» **Short task**:
Give a verbatim repeat of the lines that run from the line containing "of the thin" to the end of the data below.

» **Source data**:
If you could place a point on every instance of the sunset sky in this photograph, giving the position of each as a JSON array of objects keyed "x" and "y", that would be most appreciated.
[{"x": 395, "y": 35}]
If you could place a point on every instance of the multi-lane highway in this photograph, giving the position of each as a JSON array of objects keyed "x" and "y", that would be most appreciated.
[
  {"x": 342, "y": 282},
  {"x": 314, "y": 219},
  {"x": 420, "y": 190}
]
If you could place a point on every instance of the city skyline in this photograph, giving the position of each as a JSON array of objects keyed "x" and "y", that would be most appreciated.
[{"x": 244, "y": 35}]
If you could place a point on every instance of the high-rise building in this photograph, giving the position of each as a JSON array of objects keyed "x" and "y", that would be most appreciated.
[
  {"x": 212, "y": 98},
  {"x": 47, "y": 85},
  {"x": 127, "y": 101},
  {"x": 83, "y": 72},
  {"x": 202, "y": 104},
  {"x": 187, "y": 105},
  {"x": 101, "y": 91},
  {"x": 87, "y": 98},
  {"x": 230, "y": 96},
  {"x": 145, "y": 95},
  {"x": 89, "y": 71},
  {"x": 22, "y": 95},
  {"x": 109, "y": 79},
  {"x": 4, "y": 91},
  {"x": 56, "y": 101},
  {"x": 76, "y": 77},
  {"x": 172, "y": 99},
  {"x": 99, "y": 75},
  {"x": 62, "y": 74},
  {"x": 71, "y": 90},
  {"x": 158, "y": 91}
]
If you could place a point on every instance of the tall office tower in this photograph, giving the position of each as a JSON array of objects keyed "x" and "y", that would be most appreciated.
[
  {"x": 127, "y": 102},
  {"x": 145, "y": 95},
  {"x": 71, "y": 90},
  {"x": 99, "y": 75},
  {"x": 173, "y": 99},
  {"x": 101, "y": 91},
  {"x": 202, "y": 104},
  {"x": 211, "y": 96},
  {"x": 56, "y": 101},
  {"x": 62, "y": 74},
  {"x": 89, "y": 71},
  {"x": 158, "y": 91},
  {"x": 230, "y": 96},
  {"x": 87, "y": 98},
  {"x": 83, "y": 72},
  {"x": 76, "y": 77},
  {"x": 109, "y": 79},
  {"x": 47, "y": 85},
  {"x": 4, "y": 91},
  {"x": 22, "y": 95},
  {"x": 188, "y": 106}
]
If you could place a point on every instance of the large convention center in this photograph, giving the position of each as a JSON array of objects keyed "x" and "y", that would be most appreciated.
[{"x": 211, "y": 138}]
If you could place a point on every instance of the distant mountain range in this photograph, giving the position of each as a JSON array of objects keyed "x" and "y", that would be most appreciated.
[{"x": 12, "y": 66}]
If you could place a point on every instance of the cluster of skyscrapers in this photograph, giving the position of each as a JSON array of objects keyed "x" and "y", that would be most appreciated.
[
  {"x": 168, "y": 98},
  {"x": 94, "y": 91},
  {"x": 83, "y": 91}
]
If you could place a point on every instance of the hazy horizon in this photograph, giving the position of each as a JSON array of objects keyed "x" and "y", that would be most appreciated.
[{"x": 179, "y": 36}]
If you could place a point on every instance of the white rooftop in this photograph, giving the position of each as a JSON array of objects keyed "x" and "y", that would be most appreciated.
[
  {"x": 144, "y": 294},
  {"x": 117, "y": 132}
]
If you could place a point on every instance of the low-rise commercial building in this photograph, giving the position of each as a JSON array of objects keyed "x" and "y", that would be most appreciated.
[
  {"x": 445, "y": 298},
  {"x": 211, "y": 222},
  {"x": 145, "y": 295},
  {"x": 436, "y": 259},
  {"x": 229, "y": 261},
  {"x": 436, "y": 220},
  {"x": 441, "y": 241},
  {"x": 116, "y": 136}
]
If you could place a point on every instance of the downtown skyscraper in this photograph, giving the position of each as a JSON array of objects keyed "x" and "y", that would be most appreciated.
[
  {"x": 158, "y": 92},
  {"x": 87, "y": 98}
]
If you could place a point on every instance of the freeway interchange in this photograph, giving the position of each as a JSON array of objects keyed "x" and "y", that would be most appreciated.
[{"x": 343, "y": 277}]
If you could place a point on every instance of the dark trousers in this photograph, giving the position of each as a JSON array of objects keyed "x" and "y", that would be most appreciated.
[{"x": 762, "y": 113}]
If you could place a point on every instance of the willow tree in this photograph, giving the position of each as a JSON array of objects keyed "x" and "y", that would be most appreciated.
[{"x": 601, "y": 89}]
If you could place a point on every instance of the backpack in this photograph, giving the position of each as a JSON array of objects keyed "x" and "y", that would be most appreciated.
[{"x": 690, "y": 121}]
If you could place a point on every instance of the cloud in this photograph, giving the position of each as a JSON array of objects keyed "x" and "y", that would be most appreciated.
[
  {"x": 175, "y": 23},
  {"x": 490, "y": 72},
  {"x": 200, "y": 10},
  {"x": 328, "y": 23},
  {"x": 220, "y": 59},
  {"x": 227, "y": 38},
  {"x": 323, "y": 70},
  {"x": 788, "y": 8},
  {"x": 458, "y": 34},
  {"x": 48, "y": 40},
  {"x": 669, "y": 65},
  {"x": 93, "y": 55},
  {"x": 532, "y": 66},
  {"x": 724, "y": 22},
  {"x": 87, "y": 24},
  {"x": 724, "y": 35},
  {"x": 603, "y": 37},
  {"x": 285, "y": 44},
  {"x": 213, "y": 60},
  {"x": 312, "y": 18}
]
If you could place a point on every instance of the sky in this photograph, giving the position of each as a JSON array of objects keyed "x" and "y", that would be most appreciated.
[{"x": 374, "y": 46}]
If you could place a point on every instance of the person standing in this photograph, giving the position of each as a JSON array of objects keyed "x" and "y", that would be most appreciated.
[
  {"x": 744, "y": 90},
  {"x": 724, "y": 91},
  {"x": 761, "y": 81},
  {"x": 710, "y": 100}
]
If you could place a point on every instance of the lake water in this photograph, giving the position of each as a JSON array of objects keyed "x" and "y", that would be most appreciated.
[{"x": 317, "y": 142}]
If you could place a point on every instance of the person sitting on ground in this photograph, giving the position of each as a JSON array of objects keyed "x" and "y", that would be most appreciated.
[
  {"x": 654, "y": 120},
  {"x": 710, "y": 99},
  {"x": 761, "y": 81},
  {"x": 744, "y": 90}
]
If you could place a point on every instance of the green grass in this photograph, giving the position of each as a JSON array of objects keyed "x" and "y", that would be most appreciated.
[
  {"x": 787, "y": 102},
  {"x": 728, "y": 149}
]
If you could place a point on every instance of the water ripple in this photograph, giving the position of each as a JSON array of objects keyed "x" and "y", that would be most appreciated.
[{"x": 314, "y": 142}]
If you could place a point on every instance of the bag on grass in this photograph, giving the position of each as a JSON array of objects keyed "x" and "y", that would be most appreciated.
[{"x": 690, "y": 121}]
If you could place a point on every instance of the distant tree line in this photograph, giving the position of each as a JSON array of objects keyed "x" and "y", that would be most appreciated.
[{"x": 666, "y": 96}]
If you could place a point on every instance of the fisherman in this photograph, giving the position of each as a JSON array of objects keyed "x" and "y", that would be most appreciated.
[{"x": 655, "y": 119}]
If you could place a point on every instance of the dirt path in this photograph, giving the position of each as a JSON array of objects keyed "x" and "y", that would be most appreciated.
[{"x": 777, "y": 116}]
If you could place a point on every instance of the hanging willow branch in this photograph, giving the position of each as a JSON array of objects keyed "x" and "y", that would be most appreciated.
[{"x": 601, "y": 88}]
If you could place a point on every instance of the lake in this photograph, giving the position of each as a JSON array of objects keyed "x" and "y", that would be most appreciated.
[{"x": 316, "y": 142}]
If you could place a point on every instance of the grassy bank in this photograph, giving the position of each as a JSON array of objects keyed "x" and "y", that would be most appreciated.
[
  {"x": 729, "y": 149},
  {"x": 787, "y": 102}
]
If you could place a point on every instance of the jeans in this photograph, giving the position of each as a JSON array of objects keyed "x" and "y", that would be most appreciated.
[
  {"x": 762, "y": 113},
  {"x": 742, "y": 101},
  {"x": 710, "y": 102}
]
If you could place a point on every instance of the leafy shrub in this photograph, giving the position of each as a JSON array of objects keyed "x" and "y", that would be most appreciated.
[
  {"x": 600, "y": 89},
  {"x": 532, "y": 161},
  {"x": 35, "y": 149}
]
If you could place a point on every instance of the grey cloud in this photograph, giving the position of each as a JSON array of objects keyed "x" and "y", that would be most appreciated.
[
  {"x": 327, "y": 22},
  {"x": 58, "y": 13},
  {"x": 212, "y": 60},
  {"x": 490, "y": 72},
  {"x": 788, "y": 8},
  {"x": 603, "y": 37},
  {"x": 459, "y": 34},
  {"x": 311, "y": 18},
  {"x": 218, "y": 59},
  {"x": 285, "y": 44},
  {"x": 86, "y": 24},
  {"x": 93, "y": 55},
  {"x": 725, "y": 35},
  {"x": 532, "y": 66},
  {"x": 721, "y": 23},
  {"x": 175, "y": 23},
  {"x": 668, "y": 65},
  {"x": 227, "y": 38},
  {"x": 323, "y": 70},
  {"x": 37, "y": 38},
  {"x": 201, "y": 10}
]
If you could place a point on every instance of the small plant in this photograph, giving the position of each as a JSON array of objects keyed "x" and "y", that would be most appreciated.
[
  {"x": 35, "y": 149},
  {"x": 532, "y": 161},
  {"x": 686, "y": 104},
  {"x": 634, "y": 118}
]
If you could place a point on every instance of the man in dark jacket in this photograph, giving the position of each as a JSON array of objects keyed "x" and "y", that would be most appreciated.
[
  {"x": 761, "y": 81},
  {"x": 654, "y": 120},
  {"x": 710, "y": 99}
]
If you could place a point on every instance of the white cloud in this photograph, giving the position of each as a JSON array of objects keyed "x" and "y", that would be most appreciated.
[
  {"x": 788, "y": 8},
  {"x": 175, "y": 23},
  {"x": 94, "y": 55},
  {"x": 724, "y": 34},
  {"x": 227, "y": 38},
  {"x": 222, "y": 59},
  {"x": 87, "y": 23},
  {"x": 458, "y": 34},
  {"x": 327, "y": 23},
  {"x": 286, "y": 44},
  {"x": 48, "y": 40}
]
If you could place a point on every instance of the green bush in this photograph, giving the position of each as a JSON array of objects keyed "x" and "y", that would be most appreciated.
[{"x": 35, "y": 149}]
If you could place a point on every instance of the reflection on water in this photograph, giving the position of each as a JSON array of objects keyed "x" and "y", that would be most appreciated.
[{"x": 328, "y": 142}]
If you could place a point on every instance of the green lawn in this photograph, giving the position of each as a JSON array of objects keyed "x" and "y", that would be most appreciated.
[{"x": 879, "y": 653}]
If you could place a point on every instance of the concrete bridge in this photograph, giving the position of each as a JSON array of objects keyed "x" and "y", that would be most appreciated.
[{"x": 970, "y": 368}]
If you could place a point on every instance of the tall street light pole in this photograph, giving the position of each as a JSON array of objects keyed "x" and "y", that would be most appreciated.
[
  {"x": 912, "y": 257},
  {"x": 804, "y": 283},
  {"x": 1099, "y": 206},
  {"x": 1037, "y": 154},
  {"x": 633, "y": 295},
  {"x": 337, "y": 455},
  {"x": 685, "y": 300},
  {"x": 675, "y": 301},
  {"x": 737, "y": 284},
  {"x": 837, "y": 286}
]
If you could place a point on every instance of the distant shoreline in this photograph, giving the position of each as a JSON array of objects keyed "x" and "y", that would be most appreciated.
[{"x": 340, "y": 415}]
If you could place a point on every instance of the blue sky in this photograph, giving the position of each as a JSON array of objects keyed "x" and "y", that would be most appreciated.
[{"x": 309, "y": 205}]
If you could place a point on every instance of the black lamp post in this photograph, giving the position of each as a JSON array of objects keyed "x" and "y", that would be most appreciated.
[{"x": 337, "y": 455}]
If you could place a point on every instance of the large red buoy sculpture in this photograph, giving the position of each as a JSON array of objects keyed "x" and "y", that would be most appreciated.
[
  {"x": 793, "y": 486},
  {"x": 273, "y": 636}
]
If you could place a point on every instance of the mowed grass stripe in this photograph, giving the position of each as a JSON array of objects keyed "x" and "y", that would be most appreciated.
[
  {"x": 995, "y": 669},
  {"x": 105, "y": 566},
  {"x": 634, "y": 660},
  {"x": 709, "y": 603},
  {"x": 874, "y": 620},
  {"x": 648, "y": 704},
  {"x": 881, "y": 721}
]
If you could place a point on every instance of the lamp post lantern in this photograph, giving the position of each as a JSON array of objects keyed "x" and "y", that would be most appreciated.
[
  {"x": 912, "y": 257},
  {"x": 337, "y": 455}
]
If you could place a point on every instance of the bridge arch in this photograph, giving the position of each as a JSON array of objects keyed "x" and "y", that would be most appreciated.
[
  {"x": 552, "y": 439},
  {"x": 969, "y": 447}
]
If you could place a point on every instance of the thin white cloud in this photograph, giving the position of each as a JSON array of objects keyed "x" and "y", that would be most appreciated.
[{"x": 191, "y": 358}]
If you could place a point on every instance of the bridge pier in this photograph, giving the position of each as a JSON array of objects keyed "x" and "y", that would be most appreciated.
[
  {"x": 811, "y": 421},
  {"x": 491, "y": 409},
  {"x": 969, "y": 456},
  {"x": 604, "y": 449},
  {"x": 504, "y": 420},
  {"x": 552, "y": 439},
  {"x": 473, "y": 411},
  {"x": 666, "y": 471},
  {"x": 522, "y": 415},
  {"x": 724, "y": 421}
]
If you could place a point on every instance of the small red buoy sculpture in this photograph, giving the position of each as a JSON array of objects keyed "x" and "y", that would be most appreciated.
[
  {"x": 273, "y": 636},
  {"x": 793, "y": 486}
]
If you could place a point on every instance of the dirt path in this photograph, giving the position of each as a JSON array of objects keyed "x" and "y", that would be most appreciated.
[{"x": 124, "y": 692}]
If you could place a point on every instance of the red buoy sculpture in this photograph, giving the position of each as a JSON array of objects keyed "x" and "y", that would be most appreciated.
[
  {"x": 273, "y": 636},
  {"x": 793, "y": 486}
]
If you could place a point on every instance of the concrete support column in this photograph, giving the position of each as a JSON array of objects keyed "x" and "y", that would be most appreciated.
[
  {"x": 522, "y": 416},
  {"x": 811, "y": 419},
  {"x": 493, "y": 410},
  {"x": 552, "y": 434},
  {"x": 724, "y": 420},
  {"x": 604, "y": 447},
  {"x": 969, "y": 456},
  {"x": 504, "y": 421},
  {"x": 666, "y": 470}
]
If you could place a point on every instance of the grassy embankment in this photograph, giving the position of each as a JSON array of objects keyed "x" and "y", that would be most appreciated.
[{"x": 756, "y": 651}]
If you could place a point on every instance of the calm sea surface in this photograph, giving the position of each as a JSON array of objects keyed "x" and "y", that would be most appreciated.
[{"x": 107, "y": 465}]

» **Solution to this task**:
If you could place a point on every instance of the thin white cloud in this photograph, giving the position of each as a JSON array of objects keyed "x" and "y", that would be most appreciated.
[{"x": 191, "y": 358}]
If you could place a point on every instance of the bridge pier in this photograph, giving the position of each as a JSON array of objects keyed "x" and "y", that would be most appreciated.
[
  {"x": 811, "y": 421},
  {"x": 491, "y": 409},
  {"x": 969, "y": 456},
  {"x": 604, "y": 449},
  {"x": 504, "y": 420},
  {"x": 552, "y": 439},
  {"x": 473, "y": 411},
  {"x": 666, "y": 471},
  {"x": 522, "y": 415},
  {"x": 724, "y": 421}
]
If you could place a point on every instance of the small red buoy sculpture in this photograph, giving the position of each as a JSON array of objects keyed "x" and "y", that would be most appreciated.
[
  {"x": 273, "y": 636},
  {"x": 793, "y": 486}
]
If you could place a point on every instance of the dirt path in this photograph, giving the position of each as a JSON array of objects keyed "x" and "y", that would be most appreciated.
[{"x": 124, "y": 692}]
If you could place a point on every instance of the red buoy sculpture in this photograph, giving the position of each as a JSON array of objects keyed "x" and "y", that would be most appreciated.
[
  {"x": 273, "y": 636},
  {"x": 793, "y": 486}
]
If you could place a point on every instance of the concrete support column in this photograph, giving the position of each as a JSON array of objects keyed "x" and "y", that would be most appreciated.
[
  {"x": 522, "y": 416},
  {"x": 811, "y": 419},
  {"x": 493, "y": 410},
  {"x": 552, "y": 434},
  {"x": 724, "y": 420},
  {"x": 604, "y": 447},
  {"x": 969, "y": 456},
  {"x": 504, "y": 421},
  {"x": 666, "y": 470}
]
If you could place a point on every instance of the grassy embankment in this photograph, giving the position of each as a JSON array of objects keyed "x" and "y", that would be most appreciated.
[{"x": 756, "y": 651}]
If you could place a point on every instance of the calm sea surface in this photograph, giving the position of each as a JSON array of objects keyed "x" and "y", that would be most appreciated.
[{"x": 107, "y": 465}]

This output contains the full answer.